Первые три месяца армейской службы де Жена проходили на большом линкоре «Ришелье», времен Второй мировой войны, ставшем учебной базой и стоявшем на рейде у берегов г. Бреста в Бретани.
Пьер-Жиль входил в группу научных работников, призванных на флот с целью подготовки из них офицеров запаса. Привилегией этой группы было то, что она не планировалась к отправке на идущую в то время алжирскую войну. Тем не менее условия, в которых очутился де Жен, были совсем некомфортными. Его жизнь теперь резко изменилась. Он вспоминал о первых трудных месяцах своей флотской службы в ранге матроса второго класса: «Мы спали в гамаках, подвешенных на двух уровнях, в тесноте, как анчоусы. Когда кто-нибудь двигался, вся линия качалась… Нам приходилось периодически выносить огромные корабельные помойки… Мне доводилось скоблить палубу “Ришелье” наждачной бумагой на холоде и в сырости… Но у меня не осталось плохих воспоминаний об этих трех месяцах учебы» [76, с. ПО].
Молодой физик быстро привык вставать рано утром под звуки горна, складывать свой гамак, быстро одеваться, делать гимнастику и по очереди с товарищами ходить в наряды. Он с интересом изучал флотские дисциплины: навигацию (и даже немного научился командовать военными судами), движение атомных подводных лодок, классификацию морских узлов, и т. д. Одной из немногих проблем де Жена, как, впрочем, и большинства его товарищей по службе, было полное отсутствие способностей к строевой подготовке, что не позволило его учебной группе участвовать в торжественной церемонии 11 ноября[38].
Существенным фактором, облегчавшим службу Пьера-Жиля, были сложившиеся у него добрые отношения с другими курсантами, некоторые из которых впоследствии стали известными учеными, например: физики Жан Гаворе, Робер Гутт, ЖакЖоффрен, Жульен Бок и математик Пьер Картье.
Де Жен посвящал то небольшое остававшееся у него свободное время для изучения русского языка, чем сыскал себе репутацию оригинала среди товарищей. Он всегда носил учебник русского с собой и открывал его при первой же возможности. Вскоре и ближайшие товарищи Пьера-Жиля присоединились к этому занятию. Ученый с иронией вспоминал: «Для того чтобы попрактиковаться, мы говорили друг с другом по-русски на палубе “Ришелье”, что провоцировало некоторую панику среди наших офицеров, начинавших думать, что русские шпионы проникли на борт» [76, с. 111]. За две недели де Жен расправился со своим учебником и был уже способен достаточно бегло вести диалоги на языке и петь без ошибок русскую народную песню «Эй, ухнем!». Однако все это не было главной целью его занятий. Пьер-Жиль хотел читать в оригинале советские публикации по «модной» в то время теме сверхпроводимости!

[Исходные данные]
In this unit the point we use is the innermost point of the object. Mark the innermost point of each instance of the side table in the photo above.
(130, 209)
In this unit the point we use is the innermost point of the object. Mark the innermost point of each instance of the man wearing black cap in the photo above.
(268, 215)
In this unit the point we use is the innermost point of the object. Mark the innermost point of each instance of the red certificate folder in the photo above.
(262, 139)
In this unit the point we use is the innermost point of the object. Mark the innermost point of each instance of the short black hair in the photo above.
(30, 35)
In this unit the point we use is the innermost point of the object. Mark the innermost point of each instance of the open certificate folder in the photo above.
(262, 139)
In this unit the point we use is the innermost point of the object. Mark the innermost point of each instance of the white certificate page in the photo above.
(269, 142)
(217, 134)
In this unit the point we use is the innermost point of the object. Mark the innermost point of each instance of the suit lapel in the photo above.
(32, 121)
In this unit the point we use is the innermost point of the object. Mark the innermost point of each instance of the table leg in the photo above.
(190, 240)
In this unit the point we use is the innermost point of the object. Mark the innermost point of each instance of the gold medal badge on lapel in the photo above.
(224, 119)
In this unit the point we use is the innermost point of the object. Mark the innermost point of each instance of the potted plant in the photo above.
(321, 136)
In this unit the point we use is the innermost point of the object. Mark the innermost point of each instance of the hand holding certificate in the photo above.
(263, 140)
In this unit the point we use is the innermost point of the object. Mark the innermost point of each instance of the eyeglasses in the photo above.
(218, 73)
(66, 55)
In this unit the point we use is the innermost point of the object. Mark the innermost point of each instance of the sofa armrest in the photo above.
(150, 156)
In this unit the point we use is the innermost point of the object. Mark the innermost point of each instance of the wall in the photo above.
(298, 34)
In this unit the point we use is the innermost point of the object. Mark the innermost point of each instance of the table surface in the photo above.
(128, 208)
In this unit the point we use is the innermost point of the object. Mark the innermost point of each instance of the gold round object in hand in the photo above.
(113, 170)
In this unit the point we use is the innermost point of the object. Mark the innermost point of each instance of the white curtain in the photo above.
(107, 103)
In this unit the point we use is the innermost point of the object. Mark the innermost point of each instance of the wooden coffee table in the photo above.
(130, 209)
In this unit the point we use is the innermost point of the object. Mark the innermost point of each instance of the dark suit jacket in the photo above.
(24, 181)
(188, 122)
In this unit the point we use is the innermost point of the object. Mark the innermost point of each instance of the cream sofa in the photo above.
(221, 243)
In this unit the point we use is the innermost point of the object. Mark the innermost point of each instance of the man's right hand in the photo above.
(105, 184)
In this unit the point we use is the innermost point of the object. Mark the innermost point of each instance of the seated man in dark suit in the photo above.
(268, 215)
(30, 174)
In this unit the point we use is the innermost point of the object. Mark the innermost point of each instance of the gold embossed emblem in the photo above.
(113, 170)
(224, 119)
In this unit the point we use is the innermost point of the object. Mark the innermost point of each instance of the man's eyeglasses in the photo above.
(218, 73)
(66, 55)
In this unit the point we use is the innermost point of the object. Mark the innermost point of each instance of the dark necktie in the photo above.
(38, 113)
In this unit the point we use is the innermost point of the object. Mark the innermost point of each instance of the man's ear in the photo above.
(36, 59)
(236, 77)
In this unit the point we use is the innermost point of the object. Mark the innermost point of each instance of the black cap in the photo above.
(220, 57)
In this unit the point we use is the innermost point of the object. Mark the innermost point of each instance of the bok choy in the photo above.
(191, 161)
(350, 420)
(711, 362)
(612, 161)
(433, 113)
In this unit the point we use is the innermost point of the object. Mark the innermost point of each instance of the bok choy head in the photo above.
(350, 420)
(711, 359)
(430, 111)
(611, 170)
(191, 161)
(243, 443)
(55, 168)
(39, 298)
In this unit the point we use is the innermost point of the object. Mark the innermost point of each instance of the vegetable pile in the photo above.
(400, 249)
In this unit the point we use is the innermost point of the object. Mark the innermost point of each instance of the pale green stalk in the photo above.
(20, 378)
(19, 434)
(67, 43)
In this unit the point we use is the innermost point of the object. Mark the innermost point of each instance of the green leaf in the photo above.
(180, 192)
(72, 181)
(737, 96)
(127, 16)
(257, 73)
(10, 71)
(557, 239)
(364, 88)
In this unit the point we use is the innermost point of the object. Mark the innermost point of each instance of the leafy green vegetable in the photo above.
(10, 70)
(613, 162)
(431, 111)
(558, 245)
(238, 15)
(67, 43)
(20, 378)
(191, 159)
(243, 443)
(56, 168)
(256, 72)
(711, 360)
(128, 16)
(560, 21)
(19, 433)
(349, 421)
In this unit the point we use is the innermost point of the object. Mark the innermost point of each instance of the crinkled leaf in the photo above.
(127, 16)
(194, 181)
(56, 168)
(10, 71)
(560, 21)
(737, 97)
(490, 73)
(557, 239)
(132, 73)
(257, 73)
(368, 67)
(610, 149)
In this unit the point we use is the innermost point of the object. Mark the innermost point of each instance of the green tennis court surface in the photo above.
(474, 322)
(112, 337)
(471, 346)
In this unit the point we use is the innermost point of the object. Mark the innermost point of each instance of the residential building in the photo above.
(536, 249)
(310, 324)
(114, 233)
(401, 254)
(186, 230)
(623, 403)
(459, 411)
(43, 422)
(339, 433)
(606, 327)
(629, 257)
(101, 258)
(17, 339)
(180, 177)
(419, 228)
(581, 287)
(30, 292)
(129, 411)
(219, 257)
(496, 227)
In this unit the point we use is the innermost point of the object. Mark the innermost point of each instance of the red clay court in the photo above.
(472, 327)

### Что нужно сделать
1. Подсчитайте, в скольких строках списка встречается слово «folder» с учетом регистра. В ответе укажите только число.
2. Продолжите текст о флотской службе де Жена, начав сразу после его последнего предложения.

### Ответы по заданиям
1. 2

2.
По выходным курсантам разрешалось уходить в увольнительную. Так как Париж был далеко, то де Жен с друзьями (будущими профессорами Жаком Жофреном и Жульеном Боком) в таких случаях оставался в Бресте, снимая номера в небольшой гостинице на улице Сиам (rue de Siam).
Это могло показаться странным, но Пьер-Жиль посвящал свое свободное время занятиям. Он уже довольно глубоко разобрался в теории БКШ и теперь углубился в чтение оригинальных русских статей по сверхпроводимости. Иногда он все же отрывался от штудирования науки, чтобы вечером поесть блинов (crêpes) в городе или посетить церковь.
В понедельник рано утром друзья прибывали на корабль и изо всех сил мчались по палубе, чтобы, не дай бог, не опоздать к утренней поверке.
Три месяца учебы пролетели быстро. И ставший офицером запаса де Жен был направлен к месту своей постоянной службы – в Отдел испытаний при Дирекции военных применений СЕА в Париже. Это секретное подразделение, созданное в ноябре 1957 г., возглавлялось бывшим морским офицером Кауфманом. Оно подготавливало испытания первой французской ядерной бомбы. Без всякого сомнения, молодого де Жена на эту работу порекомендовали Ж. Ивон и И. Рокар, которые сами были вовлечены во французскую военную ядерную программу [76, с. 112]. Перед тем как быть принятым в Отдел, Пьер-Жиль подвергся тщательной проверке. В частности, выяснялось, не подписывал ли он Стокгольмское воззвание[39].
Работа в Отделе испытаний, официально начавшаяся для де Жена в январе 1960 г., позволяла ему жить дома. Пьеру-Жилю было также разрешено продолжать и свои исследования в гражданском отделении СЕА – Центре Сакле, где он по-прежнему числился на должности инженера-исследователя.
Начав свою службу в Отделе, де Жен сразу же погрузился в царящую там лихорадочную атмосферу кипучей деятельности. Дело в том, что испытание первой французской ядерной бомбы должно было состояться уже через месяц.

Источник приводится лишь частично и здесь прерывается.